[Dataset records]

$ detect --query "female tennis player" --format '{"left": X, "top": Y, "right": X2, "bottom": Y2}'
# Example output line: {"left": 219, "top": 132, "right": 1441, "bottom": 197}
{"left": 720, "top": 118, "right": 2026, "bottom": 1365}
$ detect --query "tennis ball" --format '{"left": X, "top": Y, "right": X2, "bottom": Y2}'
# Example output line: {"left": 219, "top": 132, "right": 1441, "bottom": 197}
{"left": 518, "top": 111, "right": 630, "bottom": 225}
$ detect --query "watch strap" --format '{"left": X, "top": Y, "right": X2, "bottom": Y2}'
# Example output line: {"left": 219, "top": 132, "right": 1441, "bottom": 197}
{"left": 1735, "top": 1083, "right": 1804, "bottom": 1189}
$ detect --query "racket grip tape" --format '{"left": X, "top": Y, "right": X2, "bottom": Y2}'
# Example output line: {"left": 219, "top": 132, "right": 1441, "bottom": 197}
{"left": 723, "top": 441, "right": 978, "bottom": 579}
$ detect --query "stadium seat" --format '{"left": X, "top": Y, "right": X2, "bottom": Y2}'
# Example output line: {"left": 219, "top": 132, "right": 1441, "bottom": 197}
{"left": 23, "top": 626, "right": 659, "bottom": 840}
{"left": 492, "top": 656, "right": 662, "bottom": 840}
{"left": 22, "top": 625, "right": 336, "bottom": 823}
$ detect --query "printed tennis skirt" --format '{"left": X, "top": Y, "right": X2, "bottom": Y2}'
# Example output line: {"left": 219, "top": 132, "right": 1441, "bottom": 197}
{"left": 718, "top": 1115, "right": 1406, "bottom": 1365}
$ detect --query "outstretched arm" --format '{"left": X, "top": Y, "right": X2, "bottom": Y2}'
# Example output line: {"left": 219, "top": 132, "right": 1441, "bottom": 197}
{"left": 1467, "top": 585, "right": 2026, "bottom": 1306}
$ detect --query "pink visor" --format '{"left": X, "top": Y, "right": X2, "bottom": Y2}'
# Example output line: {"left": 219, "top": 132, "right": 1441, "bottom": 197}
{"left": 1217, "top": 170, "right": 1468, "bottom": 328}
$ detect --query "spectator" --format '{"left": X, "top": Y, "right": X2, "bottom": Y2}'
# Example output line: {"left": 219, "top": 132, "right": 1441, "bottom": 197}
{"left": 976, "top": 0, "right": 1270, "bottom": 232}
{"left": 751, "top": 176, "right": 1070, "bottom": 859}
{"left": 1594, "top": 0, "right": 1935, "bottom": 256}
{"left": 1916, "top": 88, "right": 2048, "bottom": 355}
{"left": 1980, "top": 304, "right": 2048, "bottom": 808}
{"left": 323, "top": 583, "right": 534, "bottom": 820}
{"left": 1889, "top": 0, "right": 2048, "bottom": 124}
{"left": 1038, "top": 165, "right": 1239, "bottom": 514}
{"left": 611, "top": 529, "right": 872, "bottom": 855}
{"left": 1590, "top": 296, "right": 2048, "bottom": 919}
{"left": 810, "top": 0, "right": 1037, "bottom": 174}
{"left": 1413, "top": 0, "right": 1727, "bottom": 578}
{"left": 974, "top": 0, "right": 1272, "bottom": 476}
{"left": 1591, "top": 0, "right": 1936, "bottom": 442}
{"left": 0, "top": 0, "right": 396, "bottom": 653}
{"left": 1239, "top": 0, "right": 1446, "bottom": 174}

> **What you are asked to do**
Retype all of the records so that every line matches the original exactly.

> **Exercise response**
$ detect --query "female tennis player" --format '{"left": X, "top": Y, "right": X2, "bottom": Y2}'
# Example output line: {"left": 219, "top": 132, "right": 1441, "bottom": 197}
{"left": 720, "top": 118, "right": 2026, "bottom": 1365}
$ detect --query "tennis ball" --format '{"left": X, "top": Y, "right": X2, "bottom": Y2}'
# Example output line: {"left": 219, "top": 132, "right": 1441, "bottom": 197}
{"left": 518, "top": 111, "right": 630, "bottom": 225}
$ detect --query "watch strap" --format '{"left": X, "top": Y, "right": X2, "bottom": Y2}'
# Example output line: {"left": 219, "top": 132, "right": 1441, "bottom": 197}
{"left": 1735, "top": 1083, "right": 1804, "bottom": 1189}
$ detect --query "racket grip tape" --format '{"left": X, "top": Y, "right": X2, "bottom": Y2}'
# Example output line: {"left": 219, "top": 132, "right": 1441, "bottom": 197}
{"left": 723, "top": 441, "right": 978, "bottom": 579}
$ detect --query "stadium seat" --format '{"left": X, "top": Y, "right": X2, "bottom": Y2}'
# Example output line: {"left": 219, "top": 132, "right": 1441, "bottom": 197}
{"left": 23, "top": 626, "right": 659, "bottom": 840}
{"left": 492, "top": 656, "right": 662, "bottom": 840}
{"left": 22, "top": 625, "right": 336, "bottom": 823}
$ detect --query "printed tennis skirt" --format '{"left": X, "top": Y, "right": X2, "bottom": Y2}'
# Example output line: {"left": 219, "top": 132, "right": 1441, "bottom": 197}
{"left": 718, "top": 1115, "right": 1406, "bottom": 1365}
$ detect --query "outstretched arm" --format '{"left": X, "top": Y, "right": X2, "bottom": Y2}'
# Example output line: {"left": 219, "top": 132, "right": 1441, "bottom": 197}
{"left": 1467, "top": 585, "right": 2026, "bottom": 1306}
$ detect --query "pink visor" --format '{"left": X, "top": Y, "right": X2, "bottom": Y2}'
# Example output line: {"left": 219, "top": 132, "right": 1441, "bottom": 197}
{"left": 1217, "top": 170, "right": 1468, "bottom": 328}
$ detect --query "spectator" --format '{"left": X, "top": Y, "right": X2, "bottom": Y2}'
# Example output line: {"left": 219, "top": 132, "right": 1441, "bottom": 197}
{"left": 976, "top": 0, "right": 1270, "bottom": 232}
{"left": 751, "top": 176, "right": 1070, "bottom": 859}
{"left": 1594, "top": 0, "right": 1935, "bottom": 256}
{"left": 1916, "top": 88, "right": 2048, "bottom": 355}
{"left": 1980, "top": 304, "right": 2048, "bottom": 808}
{"left": 323, "top": 583, "right": 534, "bottom": 820}
{"left": 1889, "top": 0, "right": 2048, "bottom": 124}
{"left": 1038, "top": 165, "right": 1239, "bottom": 514}
{"left": 611, "top": 529, "right": 872, "bottom": 855}
{"left": 1590, "top": 296, "right": 2048, "bottom": 919}
{"left": 810, "top": 0, "right": 1037, "bottom": 174}
{"left": 1413, "top": 0, "right": 1727, "bottom": 578}
{"left": 974, "top": 0, "right": 1272, "bottom": 476}
{"left": 1591, "top": 0, "right": 1936, "bottom": 442}
{"left": 0, "top": 0, "right": 396, "bottom": 653}
{"left": 1239, "top": 0, "right": 1446, "bottom": 174}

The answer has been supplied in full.